>> start RECORDS SHOWN

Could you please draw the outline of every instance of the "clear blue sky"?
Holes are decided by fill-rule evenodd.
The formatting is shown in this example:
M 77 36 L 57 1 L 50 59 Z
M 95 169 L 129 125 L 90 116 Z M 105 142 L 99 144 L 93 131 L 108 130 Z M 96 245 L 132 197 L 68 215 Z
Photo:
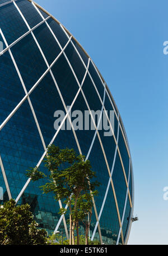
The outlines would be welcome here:
M 36 0 L 91 56 L 122 115 L 135 183 L 129 244 L 168 244 L 167 0 Z

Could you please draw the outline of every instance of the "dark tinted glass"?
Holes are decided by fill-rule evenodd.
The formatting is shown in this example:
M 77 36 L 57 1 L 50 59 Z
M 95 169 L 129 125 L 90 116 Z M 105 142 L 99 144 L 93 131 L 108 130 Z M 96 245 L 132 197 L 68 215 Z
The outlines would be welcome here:
M 79 113 L 79 111 L 81 111 L 81 113 Z M 72 123 L 76 127 L 76 128 L 79 127 L 79 129 L 76 131 L 76 133 L 78 138 L 82 154 L 85 156 L 87 156 L 95 133 L 95 130 L 90 129 L 91 125 L 92 125 L 92 127 L 94 127 L 94 126 L 90 117 L 88 117 L 87 115 L 85 115 L 85 111 L 87 111 L 87 113 L 88 113 L 88 108 L 83 95 L 80 92 L 72 109 Z M 82 114 L 81 115 L 80 114 L 81 113 Z M 77 115 L 76 117 L 75 117 L 76 114 Z M 73 117 L 73 115 L 74 116 Z M 82 117 L 81 119 L 80 119 L 81 116 Z M 77 121 L 77 118 L 78 118 L 79 123 L 76 123 L 76 121 Z M 85 129 L 85 121 L 87 123 L 88 123 L 88 125 L 90 125 L 90 127 L 89 130 Z M 83 128 L 83 129 L 82 129 L 82 128 Z
M 110 118 L 113 118 L 112 119 L 112 122 L 111 122 L 111 124 L 113 129 L 113 131 L 114 132 L 114 135 L 116 138 L 116 140 L 117 139 L 117 134 L 118 134 L 118 122 L 117 120 L 117 118 L 116 117 L 116 115 L 114 112 L 113 112 L 113 114 L 110 116 L 110 111 L 114 111 L 114 109 L 113 108 L 112 105 L 110 101 L 109 98 L 106 93 L 105 95 L 105 102 L 104 102 L 104 106 L 105 108 L 105 110 L 107 111 L 107 114 L 108 115 L 109 119 L 110 120 Z M 111 117 L 110 118 L 110 117 Z
M 85 65 L 87 67 L 87 63 L 88 63 L 88 57 L 87 57 L 87 56 L 84 53 L 83 50 L 80 46 L 80 45 L 77 43 L 77 42 L 73 38 L 71 40 L 72 40 L 72 41 L 73 42 L 73 44 L 74 45 L 75 47 L 77 49 L 79 54 L 81 56 L 84 63 L 85 63 Z
M 68 40 L 66 34 L 63 32 L 58 23 L 52 18 L 48 20 L 47 22 L 56 36 L 62 47 L 63 48 Z
M 47 66 L 32 35 L 27 35 L 11 48 L 27 91 L 47 69 Z
M 115 244 L 120 227 L 111 184 L 100 225 L 103 243 L 105 244 Z
M 0 132 L 0 152 L 13 198 L 27 179 L 26 170 L 36 166 L 43 151 L 26 100 Z
M 109 182 L 109 175 L 97 136 L 96 137 L 88 160 L 92 170 L 96 173 L 96 178 L 95 179 L 100 183 L 100 187 L 97 188 L 99 196 L 95 198 L 99 215 Z
M 47 146 L 57 132 L 54 128 L 54 112 L 63 110 L 63 104 L 50 73 L 30 95 L 30 99 Z
M 33 33 L 50 65 L 60 52 L 60 47 L 45 23 L 34 30 Z
M 130 213 L 130 207 L 129 198 L 128 197 L 124 219 L 124 221 L 123 221 L 123 236 L 124 236 L 124 241 L 126 238 L 125 238 L 126 233 L 127 233 L 128 227 Z
M 131 167 L 132 168 L 132 167 Z M 130 178 L 129 178 L 129 192 L 130 194 L 130 197 L 132 200 L 132 171 L 130 173 Z
M 70 106 L 79 86 L 63 54 L 52 68 L 66 105 Z
M 31 28 L 43 19 L 32 3 L 27 0 L 17 0 L 16 4 Z
M 102 100 L 103 100 L 104 87 L 96 71 L 95 70 L 94 65 L 92 64 L 91 61 L 90 62 L 88 71 L 94 81 L 94 83 L 96 85 L 96 88 L 97 89 L 97 91 L 99 91 L 100 96 Z
M 1 7 L 0 27 L 9 45 L 28 31 L 27 26 L 13 3 Z
M 123 162 L 125 174 L 128 179 L 128 171 L 129 171 L 129 157 L 128 154 L 127 150 L 125 144 L 125 142 L 123 137 L 122 133 L 120 129 L 119 131 L 119 137 L 118 141 L 118 146 L 119 148 L 120 152 L 122 156 L 122 160 Z
M 85 74 L 86 68 L 72 44 L 68 44 L 65 53 L 81 84 Z
M 0 124 L 25 95 L 8 52 L 0 57 Z
M 120 217 L 122 217 L 125 203 L 127 187 L 122 164 L 118 151 L 112 175 L 112 179 L 116 193 L 119 213 Z
M 86 75 L 82 90 L 91 110 L 101 110 L 102 104 L 88 75 Z
M 40 11 L 44 18 L 46 18 L 49 16 L 49 15 L 47 13 L 46 13 L 46 12 L 44 12 L 41 9 L 38 7 L 37 8 Z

>> end RECORDS SHOWN

Rescale the listing from its first line through the line containing "M 36 0 L 91", both included, and give that part again, requests and all, with every polygon coordinate in the answers multiplied by 0.45 and rounded to the nearest whole number, halves up. Leave the request numbers and format samples as they are, and omit the pictures.

Could you please draw the outline of every instance of the "clear blue sky"?
Holes are decided by fill-rule evenodd.
The formatting is shown in this example:
M 77 36 L 57 1 L 50 59 Z
M 95 169 L 129 125 L 90 116 Z M 105 142 L 99 144 L 93 131 L 108 130 Z M 96 245 L 132 197 L 68 215 Z
Photo:
The outlines would be welcome here:
M 16 0 L 41 25 L 55 52 L 61 82 L 58 110 L 76 110 L 75 0 Z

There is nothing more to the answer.